START GIVEN RECORDS

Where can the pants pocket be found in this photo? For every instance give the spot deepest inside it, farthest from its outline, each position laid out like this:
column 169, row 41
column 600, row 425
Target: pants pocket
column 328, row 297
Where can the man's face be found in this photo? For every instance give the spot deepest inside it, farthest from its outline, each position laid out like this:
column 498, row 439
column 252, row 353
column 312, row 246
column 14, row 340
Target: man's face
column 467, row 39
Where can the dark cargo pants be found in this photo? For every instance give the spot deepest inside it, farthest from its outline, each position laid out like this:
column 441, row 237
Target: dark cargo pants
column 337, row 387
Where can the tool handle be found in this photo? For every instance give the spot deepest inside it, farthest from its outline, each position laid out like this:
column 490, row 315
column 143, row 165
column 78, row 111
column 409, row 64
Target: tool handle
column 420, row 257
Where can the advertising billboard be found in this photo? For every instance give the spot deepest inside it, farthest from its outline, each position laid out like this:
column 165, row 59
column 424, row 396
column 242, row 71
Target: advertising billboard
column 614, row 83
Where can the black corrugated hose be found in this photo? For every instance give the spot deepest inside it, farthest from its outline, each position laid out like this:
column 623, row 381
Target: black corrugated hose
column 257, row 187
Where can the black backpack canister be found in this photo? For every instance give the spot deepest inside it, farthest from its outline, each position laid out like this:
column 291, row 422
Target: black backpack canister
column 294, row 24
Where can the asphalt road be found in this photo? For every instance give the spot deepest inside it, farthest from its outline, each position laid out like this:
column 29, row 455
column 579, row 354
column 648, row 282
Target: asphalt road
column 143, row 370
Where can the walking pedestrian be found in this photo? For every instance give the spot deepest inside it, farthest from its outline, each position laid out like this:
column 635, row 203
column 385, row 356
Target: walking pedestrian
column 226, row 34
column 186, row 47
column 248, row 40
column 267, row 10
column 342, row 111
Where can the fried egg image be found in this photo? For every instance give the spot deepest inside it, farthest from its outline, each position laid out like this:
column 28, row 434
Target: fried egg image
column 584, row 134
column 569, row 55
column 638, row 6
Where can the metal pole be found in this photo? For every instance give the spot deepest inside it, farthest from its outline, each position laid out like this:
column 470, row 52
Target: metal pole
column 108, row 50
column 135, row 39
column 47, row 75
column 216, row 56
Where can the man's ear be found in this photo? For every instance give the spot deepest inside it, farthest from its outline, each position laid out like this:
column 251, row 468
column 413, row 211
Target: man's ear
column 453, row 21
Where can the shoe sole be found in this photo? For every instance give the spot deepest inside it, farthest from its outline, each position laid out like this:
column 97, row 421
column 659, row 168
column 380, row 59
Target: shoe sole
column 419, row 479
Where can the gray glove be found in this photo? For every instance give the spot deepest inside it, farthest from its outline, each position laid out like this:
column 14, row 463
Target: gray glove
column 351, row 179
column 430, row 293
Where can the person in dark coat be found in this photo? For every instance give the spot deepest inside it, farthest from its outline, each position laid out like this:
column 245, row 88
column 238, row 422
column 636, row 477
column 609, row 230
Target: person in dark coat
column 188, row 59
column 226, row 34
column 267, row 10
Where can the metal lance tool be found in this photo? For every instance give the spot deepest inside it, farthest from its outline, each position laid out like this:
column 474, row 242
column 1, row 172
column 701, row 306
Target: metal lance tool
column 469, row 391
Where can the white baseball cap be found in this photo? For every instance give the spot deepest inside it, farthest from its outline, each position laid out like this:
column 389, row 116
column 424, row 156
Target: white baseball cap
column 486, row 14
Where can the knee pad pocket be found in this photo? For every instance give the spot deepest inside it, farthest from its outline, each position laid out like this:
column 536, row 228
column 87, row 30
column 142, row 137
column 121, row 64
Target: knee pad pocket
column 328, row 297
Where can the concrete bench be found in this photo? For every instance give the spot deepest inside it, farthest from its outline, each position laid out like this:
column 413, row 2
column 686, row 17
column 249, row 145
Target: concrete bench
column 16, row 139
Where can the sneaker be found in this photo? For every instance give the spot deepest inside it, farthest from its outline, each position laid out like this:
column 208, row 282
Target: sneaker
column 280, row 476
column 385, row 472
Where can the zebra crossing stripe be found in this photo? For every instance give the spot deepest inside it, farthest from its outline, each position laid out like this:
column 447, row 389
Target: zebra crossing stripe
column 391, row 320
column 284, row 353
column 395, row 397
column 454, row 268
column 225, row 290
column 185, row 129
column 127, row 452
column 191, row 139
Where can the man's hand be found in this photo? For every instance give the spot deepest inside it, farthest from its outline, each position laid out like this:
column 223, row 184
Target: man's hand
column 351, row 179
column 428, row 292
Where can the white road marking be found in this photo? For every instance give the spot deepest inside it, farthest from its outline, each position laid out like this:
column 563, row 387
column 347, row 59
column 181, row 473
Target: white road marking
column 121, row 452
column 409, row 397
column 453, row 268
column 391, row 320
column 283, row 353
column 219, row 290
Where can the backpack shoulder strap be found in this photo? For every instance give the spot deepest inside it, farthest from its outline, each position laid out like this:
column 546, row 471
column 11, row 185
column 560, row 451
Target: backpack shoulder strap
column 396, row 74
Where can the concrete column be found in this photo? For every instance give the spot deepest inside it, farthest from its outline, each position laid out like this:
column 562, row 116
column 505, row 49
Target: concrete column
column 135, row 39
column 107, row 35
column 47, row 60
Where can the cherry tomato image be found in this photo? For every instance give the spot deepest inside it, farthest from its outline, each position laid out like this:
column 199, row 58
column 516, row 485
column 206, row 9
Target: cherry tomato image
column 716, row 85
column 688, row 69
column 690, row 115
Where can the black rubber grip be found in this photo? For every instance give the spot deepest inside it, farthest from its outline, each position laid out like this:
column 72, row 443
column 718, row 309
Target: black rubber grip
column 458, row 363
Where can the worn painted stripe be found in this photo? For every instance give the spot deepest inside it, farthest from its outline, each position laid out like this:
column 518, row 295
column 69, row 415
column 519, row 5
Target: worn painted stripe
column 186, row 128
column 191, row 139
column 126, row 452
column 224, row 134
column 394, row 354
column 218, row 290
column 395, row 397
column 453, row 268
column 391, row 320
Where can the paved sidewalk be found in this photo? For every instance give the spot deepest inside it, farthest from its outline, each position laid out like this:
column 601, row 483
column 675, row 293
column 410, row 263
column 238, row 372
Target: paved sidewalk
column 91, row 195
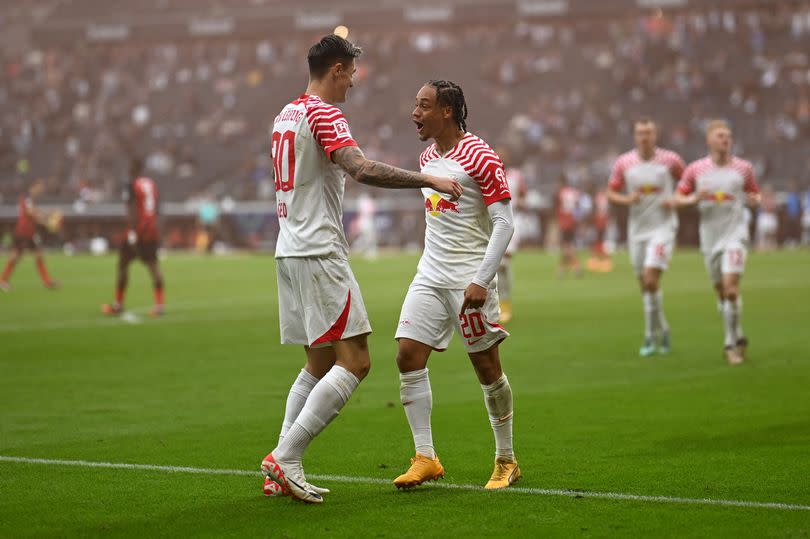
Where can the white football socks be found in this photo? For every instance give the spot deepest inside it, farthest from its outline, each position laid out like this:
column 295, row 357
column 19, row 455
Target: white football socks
column 731, row 319
column 498, row 398
column 650, row 315
column 417, row 399
column 296, row 399
column 661, row 321
column 327, row 398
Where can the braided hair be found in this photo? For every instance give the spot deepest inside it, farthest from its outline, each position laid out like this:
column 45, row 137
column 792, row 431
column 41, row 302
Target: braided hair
column 450, row 94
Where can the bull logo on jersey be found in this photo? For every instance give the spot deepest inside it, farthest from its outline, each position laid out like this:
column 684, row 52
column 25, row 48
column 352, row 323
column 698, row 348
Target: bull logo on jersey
column 436, row 205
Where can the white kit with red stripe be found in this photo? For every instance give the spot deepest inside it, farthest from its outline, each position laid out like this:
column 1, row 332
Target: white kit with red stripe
column 723, row 192
column 319, row 298
column 309, row 186
column 457, row 232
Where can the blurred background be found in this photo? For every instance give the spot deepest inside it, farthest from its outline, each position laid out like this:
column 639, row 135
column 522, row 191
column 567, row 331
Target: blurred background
column 192, row 86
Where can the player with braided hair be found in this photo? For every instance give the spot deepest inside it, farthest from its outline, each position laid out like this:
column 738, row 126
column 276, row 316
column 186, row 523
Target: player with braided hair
column 455, row 286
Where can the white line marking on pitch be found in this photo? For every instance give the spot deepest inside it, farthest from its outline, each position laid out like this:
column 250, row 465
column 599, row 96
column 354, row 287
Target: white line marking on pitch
column 378, row 481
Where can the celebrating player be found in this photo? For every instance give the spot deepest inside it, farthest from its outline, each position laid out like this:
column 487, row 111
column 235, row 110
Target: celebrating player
column 320, row 305
column 141, row 241
column 453, row 287
column 25, row 237
column 644, row 179
column 722, row 185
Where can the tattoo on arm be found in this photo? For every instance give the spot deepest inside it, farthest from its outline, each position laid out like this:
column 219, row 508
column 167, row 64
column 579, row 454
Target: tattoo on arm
column 352, row 160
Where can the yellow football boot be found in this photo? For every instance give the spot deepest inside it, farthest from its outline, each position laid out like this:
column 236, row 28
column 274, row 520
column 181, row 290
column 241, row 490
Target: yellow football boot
column 506, row 473
column 422, row 469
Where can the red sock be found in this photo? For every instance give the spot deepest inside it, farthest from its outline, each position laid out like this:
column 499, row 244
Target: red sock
column 43, row 272
column 158, row 296
column 7, row 272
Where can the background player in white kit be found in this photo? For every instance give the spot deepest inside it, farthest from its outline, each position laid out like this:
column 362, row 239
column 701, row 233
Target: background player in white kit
column 454, row 287
column 644, row 179
column 722, row 185
column 320, row 305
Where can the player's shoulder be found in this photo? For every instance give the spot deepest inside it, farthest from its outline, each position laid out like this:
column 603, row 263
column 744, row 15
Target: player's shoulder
column 428, row 155
column 743, row 165
column 474, row 155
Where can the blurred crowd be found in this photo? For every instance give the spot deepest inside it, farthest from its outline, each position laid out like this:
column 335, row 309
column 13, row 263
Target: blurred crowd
column 555, row 97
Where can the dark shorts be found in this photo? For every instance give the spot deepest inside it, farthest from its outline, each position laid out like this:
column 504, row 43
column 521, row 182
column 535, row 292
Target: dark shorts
column 22, row 243
column 568, row 235
column 144, row 250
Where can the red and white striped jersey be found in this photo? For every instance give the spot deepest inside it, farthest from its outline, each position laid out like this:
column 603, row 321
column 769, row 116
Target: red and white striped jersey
column 723, row 191
column 457, row 232
column 309, row 186
column 655, row 181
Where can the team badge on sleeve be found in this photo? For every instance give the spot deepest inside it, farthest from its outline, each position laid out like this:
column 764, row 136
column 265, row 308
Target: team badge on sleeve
column 342, row 128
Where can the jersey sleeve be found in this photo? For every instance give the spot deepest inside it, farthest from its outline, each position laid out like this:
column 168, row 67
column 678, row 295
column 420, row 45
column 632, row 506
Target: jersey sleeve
column 616, row 181
column 489, row 173
column 330, row 129
column 687, row 184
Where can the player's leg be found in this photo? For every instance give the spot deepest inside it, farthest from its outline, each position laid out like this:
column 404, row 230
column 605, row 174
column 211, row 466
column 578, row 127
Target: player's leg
column 16, row 254
column 341, row 321
column 656, row 260
column 732, row 267
column 42, row 269
column 498, row 400
column 125, row 257
column 425, row 324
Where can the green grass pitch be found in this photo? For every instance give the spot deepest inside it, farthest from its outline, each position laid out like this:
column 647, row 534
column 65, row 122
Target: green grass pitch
column 205, row 387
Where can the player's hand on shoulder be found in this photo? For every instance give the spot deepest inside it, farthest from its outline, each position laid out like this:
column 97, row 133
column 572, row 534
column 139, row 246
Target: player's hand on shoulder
column 474, row 297
column 448, row 186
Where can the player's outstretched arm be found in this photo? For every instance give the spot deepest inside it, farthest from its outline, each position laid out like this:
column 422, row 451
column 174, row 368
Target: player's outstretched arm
column 366, row 171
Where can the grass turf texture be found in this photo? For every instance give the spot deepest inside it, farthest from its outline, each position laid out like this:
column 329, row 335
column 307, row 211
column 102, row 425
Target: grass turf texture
column 205, row 386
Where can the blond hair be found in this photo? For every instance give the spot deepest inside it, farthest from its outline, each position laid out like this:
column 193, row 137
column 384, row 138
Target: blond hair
column 716, row 124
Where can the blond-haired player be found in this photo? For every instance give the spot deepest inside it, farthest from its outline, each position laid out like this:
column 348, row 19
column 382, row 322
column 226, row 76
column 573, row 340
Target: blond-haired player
column 722, row 185
column 644, row 179
column 320, row 305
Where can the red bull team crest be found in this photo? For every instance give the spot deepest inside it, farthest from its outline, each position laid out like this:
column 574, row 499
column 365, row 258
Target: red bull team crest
column 436, row 205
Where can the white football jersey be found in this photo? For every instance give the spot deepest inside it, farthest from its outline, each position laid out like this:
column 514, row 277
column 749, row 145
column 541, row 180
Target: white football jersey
column 457, row 232
column 722, row 205
column 655, row 180
column 309, row 186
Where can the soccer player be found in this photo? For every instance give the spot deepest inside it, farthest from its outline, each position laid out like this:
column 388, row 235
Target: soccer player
column 518, row 191
column 644, row 179
column 566, row 206
column 320, row 305
column 141, row 241
column 722, row 185
column 453, row 288
column 25, row 237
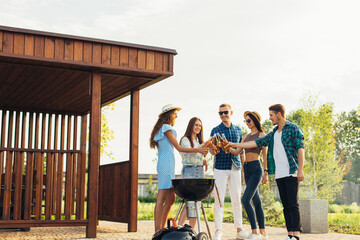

END GIVEN RECORDS

ABOUT THIS EXERCISE. The answer should hold only the lines from the start of the records above through the line containing "column 441, row 237", each set down exactly.

TASK RESULT.
Where can the pants pocket be found in this photo? For every instance give the spot deepest inside it, farthest from its outline, each position laid out like this:
column 169, row 41
column 600, row 425
Target: pants pocket
column 328, row 297
Where can the man's face be found in this photo? For every instance give the spot deepest inside it, farthest from its outline, each position laid out like this:
column 498, row 439
column 252, row 353
column 312, row 246
column 14, row 340
Target: man's face
column 467, row 39
Where can the dark cargo pants be found in this photo? For every instance give the spot deepest inside it, farthest from its outline, each position laid out like this:
column 441, row 237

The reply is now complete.